> TASK INPUT
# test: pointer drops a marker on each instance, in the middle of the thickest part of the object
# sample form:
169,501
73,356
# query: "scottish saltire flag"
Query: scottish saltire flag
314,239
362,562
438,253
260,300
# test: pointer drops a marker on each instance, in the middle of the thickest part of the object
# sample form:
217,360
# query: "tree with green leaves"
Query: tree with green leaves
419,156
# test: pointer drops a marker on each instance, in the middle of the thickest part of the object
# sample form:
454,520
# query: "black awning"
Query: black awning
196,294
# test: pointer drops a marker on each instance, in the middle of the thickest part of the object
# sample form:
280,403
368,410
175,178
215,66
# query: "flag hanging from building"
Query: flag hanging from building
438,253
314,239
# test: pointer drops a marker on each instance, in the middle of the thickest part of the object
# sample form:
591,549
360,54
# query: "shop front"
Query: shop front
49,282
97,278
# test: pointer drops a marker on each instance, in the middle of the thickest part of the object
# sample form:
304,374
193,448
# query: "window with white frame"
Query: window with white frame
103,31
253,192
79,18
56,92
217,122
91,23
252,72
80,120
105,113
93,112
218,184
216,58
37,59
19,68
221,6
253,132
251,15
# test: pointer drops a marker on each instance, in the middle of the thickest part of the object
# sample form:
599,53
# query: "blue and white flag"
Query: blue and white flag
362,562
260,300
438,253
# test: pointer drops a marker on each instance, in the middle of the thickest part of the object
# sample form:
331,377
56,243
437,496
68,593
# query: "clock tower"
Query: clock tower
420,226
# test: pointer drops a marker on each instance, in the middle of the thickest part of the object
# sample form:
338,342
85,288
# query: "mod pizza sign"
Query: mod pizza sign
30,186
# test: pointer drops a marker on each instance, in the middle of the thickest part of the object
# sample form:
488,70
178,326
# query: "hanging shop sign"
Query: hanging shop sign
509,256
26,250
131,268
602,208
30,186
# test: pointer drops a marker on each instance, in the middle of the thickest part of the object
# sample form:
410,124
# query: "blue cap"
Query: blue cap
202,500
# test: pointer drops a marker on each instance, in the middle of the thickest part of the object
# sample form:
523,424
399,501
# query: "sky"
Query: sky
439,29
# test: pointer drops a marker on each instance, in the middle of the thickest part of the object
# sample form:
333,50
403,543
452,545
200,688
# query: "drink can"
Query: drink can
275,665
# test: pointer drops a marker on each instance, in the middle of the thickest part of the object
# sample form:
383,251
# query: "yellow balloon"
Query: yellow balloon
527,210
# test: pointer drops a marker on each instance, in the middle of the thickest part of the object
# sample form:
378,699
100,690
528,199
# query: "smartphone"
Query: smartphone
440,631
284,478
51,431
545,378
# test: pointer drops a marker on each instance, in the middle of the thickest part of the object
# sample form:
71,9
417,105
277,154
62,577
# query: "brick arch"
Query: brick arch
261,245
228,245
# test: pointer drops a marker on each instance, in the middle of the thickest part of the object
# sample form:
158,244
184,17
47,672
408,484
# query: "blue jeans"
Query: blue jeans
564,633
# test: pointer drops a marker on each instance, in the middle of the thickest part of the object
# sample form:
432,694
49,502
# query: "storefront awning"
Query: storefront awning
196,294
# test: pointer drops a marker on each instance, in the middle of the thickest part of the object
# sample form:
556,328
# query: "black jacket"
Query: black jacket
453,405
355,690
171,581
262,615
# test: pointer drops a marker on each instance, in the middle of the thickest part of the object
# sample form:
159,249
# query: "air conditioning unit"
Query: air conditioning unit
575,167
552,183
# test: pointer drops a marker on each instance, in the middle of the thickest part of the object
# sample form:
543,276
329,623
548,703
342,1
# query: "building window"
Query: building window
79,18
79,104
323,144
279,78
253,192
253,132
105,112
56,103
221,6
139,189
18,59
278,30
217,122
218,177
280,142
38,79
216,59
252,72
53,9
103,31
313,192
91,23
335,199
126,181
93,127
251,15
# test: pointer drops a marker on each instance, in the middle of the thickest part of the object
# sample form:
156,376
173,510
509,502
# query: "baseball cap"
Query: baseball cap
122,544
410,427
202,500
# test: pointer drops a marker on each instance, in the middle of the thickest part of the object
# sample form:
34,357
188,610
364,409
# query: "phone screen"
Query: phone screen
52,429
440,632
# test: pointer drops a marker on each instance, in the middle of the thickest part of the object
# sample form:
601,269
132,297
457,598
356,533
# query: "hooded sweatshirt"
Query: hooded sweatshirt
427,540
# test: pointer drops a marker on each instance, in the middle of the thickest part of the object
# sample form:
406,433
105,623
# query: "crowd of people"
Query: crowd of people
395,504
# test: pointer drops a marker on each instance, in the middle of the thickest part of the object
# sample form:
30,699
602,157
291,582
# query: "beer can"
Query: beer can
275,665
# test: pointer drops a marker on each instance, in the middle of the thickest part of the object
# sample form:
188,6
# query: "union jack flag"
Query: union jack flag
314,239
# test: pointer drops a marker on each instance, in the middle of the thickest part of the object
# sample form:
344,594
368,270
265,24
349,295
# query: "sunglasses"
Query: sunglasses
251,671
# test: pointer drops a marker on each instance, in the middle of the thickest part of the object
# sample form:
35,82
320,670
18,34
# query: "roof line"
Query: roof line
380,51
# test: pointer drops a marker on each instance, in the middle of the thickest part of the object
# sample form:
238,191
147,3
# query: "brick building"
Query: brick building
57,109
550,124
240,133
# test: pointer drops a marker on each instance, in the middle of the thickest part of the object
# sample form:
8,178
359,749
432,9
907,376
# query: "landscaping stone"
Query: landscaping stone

> ASSIGNMENT
Check the records above and copy each line that has the string "stone".

> RESULT BELOW
# query: "landscaping stone"
Query: landscaping stone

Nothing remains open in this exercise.